INFORMATION PROVIDED —

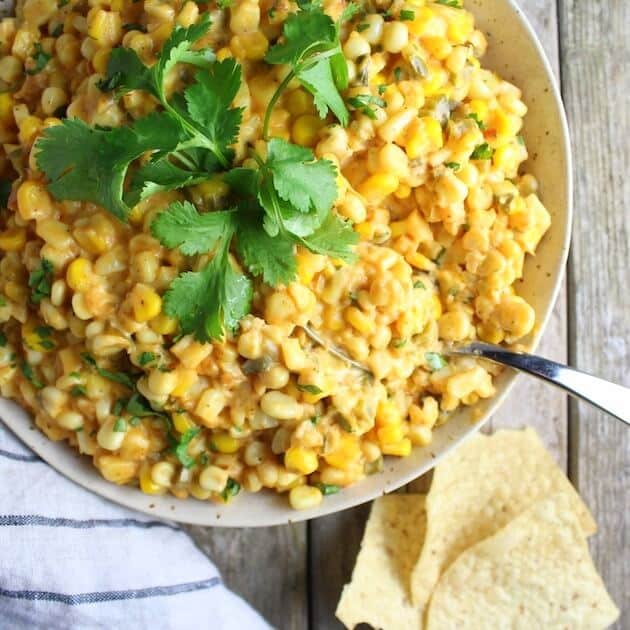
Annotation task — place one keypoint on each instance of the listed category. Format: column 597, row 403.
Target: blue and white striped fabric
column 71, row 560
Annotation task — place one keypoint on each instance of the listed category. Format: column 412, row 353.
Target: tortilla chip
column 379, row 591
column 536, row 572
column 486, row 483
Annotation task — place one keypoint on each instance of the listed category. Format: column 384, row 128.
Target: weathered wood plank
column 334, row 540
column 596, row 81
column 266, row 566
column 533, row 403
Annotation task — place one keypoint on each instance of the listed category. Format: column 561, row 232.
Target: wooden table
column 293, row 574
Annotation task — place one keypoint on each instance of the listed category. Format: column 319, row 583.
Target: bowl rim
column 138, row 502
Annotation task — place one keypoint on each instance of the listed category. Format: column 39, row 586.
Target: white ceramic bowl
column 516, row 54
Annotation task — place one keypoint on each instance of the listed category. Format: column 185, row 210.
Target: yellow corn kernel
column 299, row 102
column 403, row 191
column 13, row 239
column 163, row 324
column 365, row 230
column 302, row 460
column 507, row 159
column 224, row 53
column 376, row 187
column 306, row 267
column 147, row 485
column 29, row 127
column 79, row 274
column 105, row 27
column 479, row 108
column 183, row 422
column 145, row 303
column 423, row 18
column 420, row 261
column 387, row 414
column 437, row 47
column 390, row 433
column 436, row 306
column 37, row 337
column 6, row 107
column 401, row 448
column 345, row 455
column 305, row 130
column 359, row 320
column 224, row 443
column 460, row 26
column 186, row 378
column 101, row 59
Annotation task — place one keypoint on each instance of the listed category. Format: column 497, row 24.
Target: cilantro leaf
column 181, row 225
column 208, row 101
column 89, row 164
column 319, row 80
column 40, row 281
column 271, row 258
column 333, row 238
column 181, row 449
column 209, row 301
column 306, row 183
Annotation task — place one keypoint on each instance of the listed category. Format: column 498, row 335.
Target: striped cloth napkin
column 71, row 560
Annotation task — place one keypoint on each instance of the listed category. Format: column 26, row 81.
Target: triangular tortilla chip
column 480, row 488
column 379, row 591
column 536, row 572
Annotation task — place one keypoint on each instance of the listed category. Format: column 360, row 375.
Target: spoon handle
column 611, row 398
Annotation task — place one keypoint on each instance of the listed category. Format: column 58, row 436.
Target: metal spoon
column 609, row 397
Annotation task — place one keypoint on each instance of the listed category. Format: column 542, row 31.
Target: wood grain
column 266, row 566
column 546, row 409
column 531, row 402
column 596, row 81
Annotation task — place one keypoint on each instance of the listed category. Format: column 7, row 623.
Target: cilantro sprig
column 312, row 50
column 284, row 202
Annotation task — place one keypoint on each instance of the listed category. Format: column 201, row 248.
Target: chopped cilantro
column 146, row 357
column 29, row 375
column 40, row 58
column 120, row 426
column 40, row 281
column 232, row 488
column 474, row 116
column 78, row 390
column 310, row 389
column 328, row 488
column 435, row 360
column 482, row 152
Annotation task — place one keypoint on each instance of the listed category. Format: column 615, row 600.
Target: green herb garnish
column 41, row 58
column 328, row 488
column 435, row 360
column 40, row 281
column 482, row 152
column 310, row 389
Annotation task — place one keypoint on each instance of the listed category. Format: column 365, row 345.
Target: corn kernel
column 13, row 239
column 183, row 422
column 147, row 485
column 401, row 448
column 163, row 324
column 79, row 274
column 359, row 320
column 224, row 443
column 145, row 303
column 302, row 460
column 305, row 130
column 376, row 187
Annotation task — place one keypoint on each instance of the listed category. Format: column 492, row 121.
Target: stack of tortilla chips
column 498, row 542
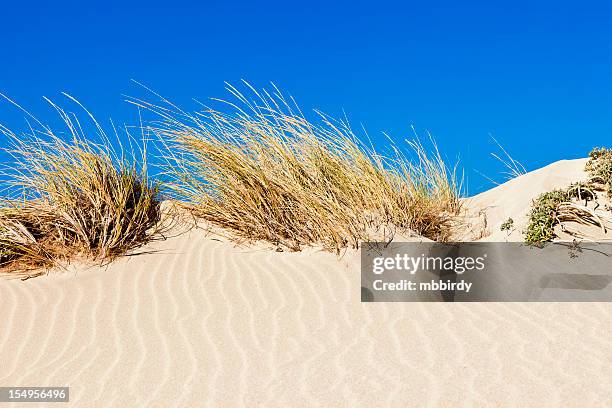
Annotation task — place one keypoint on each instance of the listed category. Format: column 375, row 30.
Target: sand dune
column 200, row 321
---
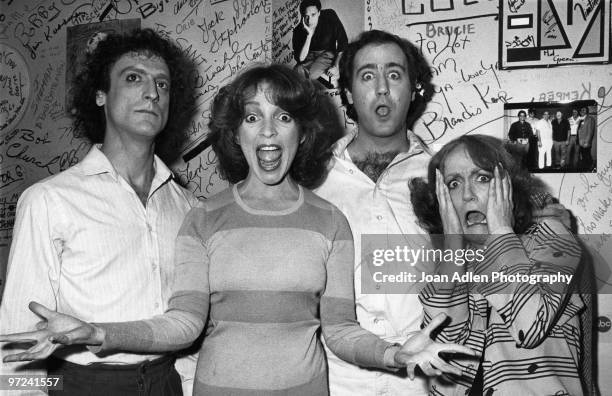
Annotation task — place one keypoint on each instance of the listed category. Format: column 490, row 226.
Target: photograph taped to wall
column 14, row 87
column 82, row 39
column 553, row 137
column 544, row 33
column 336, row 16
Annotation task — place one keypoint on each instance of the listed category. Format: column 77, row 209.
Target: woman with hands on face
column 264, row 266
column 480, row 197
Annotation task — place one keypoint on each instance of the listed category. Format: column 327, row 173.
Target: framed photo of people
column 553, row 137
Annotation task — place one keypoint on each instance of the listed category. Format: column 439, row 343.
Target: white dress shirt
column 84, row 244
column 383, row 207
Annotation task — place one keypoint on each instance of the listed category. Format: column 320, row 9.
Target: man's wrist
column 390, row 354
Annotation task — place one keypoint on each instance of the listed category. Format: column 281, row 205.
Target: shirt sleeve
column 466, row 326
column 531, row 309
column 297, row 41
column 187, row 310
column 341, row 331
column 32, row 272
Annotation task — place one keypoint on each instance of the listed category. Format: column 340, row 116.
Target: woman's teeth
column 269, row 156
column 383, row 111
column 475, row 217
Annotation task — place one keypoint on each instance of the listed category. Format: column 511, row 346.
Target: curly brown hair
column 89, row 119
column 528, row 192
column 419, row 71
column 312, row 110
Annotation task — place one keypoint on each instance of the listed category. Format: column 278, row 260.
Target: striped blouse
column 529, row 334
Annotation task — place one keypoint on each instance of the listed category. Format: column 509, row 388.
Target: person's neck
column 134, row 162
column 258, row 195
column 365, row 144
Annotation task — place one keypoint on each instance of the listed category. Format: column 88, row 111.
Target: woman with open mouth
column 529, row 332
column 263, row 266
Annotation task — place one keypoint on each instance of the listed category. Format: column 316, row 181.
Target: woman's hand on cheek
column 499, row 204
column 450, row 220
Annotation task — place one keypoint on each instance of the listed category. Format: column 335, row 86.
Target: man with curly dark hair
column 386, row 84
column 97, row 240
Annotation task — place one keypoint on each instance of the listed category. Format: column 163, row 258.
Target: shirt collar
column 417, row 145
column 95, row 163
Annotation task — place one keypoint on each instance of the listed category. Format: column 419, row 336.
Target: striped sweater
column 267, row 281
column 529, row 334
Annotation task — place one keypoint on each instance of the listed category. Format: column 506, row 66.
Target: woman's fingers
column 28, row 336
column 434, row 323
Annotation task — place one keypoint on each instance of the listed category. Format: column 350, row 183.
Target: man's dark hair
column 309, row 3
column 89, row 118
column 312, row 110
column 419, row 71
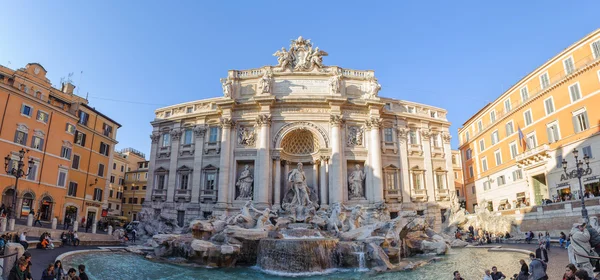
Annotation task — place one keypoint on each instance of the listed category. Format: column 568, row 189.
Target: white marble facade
...
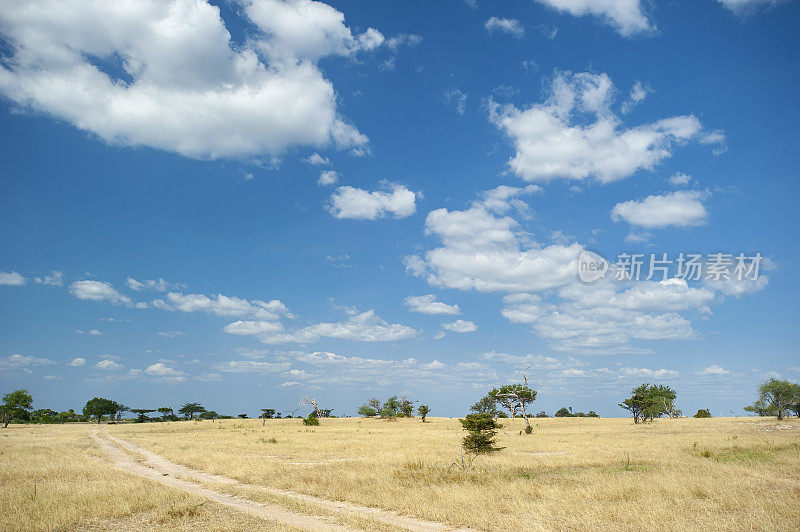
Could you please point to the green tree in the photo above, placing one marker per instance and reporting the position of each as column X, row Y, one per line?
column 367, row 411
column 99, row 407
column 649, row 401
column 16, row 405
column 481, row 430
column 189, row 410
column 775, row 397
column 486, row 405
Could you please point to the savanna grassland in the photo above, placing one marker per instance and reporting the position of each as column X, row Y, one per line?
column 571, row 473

ACTIVITY — Above are some records. Output exactly the lines from the one that contains "163, row 258." to the one that contains "Target: white marble facade", keeping both, and omit the pictures.

OUTPUT BELOW —
Annotation task — place one keypoint on each instance of the listed category. Format: column 163, row 258.
Target: shirt collar
column 417, row 145
column 95, row 163
Annotation task — place one keypoint on each instance of the listed category. Format: column 419, row 336.
Target: striped sweater
column 267, row 281
column 529, row 334
Annotation task — place one keypoint on each instance of the listed category. Format: column 506, row 66.
Target: woman's fingers
column 28, row 336
column 434, row 323
Annotation task — place one keypoint on each instance of the listed category. Format: column 350, row 183.
Target: man's dark hair
column 309, row 3
column 89, row 118
column 312, row 110
column 419, row 71
Annotation task — place one keypoint on each instance of the listed category. Format: column 568, row 189.
Target: white marble facade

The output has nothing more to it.